## Görevin amacı
Tanınma konusundaki haberde "Prof. Dr. Ahmet Sözen, KKTC’nin" ifadesini içeren sözcüklerle açılıp "da zorlaştıracağını söyledi." ile kapanan bölümü, "mevcut durumdan" yerine "bugünkü durumdan" koyarak düzenleyin ve yeniden yazın.

## Kaynak metin

____________________

DOLAR 32,3832 -0.13%
EURO 34,6811 -0.38%
GBP 40,5473 -0.71%
ALTIN 2.404,94-1,22
BITCOIN 1983581-1,76%

Kısa vadede tanınma mümkün değil

ABONE OL
8 Ekim 2017 09:31
0

BEĞENDİM

ABONE OL
https://yenibakisgazetesi.com/wp-content/uploads/2023/03/alt.jpeg
https://yenibakisgazetesi.com/wp-content/uploads/2024/03/300-x-250-1.jpg

Doğu Akdeniz Üniversitesi Kıbrıs Politikalar Merkezi Başkanı ve Siyaset Bilimi ve Uluslararası İlişkiler Bölümü Öğretim Üyesi Prof. Dr. Ahmet Sözen, uluslararası camiada tanınmanın kısa vadede mümkün olamadığını, uluslararası boyutta ilerlemek için  sistem değişikliği değil de  içeriğin iyileştirilmesinin önemli olduğunu vurguladı

 

Prof. Dr. Ahmet Sözen, KKTC’nin mevcut durumdan farklı bir modele geçmesinin uluslararası boyutta – hem Kuzey Kıbrıs hem de Türkiye için – işleri daha da zorlaştıracağını söyledi.

____________________

## Sağlanan veriler
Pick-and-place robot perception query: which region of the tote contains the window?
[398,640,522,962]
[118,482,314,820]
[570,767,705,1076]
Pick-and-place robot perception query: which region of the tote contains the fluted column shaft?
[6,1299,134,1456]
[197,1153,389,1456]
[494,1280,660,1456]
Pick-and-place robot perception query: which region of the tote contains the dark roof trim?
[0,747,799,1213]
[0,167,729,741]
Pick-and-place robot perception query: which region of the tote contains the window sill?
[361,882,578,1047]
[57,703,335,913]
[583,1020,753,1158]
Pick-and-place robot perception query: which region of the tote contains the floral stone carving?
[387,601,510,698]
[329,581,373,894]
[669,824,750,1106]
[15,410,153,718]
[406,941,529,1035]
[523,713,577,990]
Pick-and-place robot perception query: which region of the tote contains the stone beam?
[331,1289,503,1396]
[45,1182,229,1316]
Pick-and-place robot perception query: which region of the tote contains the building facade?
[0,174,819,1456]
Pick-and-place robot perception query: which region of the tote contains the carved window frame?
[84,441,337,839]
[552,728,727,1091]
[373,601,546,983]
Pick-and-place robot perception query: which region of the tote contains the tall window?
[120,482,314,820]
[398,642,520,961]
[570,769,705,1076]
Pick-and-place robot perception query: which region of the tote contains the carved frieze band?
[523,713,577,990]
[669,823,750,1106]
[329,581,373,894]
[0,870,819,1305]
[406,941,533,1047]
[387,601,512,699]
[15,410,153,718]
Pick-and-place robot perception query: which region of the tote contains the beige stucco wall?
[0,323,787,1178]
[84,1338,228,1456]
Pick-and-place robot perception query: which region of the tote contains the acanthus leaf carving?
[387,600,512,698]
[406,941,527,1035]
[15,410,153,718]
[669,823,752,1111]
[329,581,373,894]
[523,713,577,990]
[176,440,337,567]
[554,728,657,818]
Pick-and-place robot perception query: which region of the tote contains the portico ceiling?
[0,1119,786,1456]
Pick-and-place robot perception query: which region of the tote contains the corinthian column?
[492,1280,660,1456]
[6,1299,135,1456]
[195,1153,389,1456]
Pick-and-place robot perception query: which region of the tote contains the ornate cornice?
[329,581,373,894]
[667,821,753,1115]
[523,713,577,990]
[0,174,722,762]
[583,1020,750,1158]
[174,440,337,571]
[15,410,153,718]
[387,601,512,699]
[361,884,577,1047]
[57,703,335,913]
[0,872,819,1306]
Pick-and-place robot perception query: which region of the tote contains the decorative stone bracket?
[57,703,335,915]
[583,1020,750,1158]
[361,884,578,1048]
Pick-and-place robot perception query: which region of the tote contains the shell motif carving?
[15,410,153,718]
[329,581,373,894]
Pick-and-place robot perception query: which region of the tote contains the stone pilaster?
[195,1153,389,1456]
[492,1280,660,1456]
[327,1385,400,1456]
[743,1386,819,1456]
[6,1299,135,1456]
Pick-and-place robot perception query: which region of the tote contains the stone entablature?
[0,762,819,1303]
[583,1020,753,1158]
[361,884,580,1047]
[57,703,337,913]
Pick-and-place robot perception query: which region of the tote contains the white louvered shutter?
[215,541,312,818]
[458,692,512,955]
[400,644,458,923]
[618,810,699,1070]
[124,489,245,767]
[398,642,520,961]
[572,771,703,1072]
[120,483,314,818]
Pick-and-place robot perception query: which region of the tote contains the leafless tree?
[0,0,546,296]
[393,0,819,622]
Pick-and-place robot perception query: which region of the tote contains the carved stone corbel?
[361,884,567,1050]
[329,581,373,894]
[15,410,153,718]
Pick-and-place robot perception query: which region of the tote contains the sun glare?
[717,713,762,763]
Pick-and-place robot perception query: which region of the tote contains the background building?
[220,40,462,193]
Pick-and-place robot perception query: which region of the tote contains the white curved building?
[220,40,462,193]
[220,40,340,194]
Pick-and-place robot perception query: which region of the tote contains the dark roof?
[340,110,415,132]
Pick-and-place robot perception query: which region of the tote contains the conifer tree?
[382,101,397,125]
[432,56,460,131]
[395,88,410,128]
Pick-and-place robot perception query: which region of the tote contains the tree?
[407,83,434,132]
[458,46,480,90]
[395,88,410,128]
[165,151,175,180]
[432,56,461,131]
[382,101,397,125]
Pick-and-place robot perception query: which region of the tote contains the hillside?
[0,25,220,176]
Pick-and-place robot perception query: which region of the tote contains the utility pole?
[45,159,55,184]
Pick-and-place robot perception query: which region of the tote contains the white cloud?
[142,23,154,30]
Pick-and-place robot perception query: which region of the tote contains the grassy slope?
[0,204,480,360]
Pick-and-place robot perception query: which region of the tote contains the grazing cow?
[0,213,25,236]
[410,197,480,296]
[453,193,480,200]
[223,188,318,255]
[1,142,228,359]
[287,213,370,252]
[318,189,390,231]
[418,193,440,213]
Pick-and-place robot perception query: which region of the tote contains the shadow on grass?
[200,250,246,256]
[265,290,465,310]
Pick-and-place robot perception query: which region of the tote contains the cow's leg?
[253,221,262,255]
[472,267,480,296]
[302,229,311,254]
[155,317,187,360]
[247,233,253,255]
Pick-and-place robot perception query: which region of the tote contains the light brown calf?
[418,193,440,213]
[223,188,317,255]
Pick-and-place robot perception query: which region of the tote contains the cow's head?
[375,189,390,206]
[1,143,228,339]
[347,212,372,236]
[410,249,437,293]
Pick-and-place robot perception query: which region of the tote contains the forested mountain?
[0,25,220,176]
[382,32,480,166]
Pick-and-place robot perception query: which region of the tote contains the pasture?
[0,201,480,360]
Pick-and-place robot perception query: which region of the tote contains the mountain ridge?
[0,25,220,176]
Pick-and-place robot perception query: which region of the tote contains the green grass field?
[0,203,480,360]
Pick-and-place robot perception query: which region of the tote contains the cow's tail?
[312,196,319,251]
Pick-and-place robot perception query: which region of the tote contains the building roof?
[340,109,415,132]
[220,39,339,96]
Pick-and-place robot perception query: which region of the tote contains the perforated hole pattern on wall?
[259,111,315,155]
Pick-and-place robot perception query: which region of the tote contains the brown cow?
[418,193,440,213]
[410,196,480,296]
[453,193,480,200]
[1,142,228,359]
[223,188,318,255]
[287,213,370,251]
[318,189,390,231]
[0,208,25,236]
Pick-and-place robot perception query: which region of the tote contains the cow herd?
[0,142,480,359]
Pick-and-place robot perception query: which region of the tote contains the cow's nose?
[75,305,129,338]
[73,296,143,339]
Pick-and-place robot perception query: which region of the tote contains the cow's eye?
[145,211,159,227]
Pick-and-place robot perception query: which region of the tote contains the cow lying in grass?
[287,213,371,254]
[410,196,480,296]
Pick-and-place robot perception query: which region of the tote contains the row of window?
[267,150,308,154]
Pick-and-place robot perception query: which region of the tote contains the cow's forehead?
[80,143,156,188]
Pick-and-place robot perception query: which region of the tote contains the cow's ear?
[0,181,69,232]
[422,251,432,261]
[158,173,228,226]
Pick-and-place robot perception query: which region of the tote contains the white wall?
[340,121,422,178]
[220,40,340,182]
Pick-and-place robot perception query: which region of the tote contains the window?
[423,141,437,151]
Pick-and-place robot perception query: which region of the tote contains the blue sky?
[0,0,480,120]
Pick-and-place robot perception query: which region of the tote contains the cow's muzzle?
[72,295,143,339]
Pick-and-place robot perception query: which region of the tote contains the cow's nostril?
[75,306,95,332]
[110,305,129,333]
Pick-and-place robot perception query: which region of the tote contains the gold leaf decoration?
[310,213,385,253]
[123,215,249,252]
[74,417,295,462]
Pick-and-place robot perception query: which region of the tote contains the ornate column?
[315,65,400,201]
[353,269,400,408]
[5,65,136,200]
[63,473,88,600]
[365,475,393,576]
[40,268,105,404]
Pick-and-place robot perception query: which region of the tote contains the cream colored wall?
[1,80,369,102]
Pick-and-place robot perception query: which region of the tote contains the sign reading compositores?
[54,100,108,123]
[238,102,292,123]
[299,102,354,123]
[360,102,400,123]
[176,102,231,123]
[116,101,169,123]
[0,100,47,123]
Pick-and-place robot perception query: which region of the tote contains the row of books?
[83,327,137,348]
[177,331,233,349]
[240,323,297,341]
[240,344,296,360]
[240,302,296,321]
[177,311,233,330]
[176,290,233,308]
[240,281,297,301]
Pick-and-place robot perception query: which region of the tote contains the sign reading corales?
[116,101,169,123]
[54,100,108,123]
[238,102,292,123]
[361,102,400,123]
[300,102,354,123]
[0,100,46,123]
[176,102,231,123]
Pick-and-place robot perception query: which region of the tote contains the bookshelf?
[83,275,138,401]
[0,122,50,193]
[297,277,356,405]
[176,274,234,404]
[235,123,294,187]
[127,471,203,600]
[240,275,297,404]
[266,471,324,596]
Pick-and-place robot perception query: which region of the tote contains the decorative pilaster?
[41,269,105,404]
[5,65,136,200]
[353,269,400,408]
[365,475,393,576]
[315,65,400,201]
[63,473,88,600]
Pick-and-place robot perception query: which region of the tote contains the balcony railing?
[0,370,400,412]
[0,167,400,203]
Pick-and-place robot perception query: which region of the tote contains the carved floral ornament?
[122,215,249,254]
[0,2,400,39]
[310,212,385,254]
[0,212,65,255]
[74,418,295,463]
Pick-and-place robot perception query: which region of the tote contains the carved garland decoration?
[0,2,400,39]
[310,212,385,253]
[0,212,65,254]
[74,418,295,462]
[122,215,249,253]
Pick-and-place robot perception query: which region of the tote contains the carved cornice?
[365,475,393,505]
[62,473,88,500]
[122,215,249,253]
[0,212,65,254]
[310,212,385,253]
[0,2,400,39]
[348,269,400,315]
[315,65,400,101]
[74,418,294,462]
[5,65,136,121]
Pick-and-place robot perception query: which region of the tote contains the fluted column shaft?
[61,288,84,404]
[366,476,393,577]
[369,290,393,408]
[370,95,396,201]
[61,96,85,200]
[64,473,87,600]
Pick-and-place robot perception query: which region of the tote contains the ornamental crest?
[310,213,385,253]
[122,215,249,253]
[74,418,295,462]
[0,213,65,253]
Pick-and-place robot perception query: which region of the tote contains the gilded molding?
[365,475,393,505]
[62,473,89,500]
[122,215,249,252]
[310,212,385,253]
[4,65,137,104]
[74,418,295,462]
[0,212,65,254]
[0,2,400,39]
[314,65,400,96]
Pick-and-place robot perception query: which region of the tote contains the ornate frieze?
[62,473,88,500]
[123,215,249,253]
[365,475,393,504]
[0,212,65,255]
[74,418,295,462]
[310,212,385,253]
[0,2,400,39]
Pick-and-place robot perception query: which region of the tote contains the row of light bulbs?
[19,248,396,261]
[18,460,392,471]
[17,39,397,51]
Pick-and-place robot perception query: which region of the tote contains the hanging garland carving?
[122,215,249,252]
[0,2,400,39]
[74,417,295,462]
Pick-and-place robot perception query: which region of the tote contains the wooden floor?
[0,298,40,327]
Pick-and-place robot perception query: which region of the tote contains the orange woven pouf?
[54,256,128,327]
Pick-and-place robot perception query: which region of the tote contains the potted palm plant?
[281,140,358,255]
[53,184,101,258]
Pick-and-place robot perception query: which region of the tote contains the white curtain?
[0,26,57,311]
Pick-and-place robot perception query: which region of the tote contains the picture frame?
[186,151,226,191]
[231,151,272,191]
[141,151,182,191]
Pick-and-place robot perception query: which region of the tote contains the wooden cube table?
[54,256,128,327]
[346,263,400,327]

____________________

## Alıştırma sonucu
Prof. Dr. Ahmet Sözen, KKTC’nin bugünkü durumdan farklı bir modele geçmesinin uluslararası boyutta – hem Kuzey Kıbrıs hem de Türkiye için – işleri daha da zorlaştıracağını söyledi.